• **Data in this exercise**:
────────────────────────────────────────

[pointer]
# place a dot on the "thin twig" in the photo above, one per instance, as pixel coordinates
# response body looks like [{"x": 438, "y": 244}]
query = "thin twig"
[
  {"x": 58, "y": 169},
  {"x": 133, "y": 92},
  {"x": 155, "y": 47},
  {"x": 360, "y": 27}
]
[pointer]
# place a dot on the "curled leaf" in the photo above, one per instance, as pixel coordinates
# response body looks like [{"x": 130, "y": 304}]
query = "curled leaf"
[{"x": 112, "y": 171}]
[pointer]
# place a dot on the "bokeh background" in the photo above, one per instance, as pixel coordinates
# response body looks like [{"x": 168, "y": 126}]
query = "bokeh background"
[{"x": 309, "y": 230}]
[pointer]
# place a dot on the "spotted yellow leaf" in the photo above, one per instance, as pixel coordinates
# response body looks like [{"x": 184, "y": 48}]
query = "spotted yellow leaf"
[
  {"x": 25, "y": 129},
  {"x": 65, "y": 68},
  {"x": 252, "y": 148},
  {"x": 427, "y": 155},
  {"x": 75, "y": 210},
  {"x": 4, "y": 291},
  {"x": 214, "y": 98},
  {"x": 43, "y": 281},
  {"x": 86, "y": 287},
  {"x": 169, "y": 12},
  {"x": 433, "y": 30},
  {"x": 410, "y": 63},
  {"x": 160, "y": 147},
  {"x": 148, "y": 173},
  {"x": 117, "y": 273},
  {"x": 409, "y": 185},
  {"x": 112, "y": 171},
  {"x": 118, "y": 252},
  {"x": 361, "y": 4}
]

────────────────────────────────────────

• **Directive**: Revise the records above by changing each "one per instance" to "one point for each occurrence" and leaving everything else as it is.

• **Exercise answer**:
[pointer]
# place a dot on the "thin twig" in the photo above, one point for each occurrence, as pixel coordinates
# response body looks like [{"x": 438, "y": 244}]
query = "thin twig"
[
  {"x": 58, "y": 169},
  {"x": 133, "y": 92},
  {"x": 155, "y": 47},
  {"x": 360, "y": 27}
]
[pointer]
# place a dot on the "curled leaf" in the photo above, one point for each occurrence, as pixel coordinates
# response body looks like [{"x": 130, "y": 304}]
query = "curled leaf"
[{"x": 112, "y": 171}]
[pointer]
# place a dot on the "bokeh background" in the photo above, one point for each occurrence, as pixel coordinates
# response body looks like [{"x": 168, "y": 126}]
query = "bokeh background"
[{"x": 309, "y": 230}]
[pointer]
# place a dot on the "spotted yellow leaf" in the photo above, one point for each occurrence, as pixel coordinates
# response body looks like [{"x": 184, "y": 48}]
query = "spotted yellow leaf"
[
  {"x": 25, "y": 129},
  {"x": 65, "y": 68},
  {"x": 252, "y": 148},
  {"x": 427, "y": 155},
  {"x": 75, "y": 210},
  {"x": 4, "y": 291},
  {"x": 214, "y": 98},
  {"x": 43, "y": 281},
  {"x": 86, "y": 287},
  {"x": 169, "y": 12},
  {"x": 433, "y": 30},
  {"x": 410, "y": 63},
  {"x": 160, "y": 147},
  {"x": 148, "y": 173},
  {"x": 117, "y": 273},
  {"x": 409, "y": 185},
  {"x": 112, "y": 171},
  {"x": 118, "y": 252},
  {"x": 361, "y": 4}
]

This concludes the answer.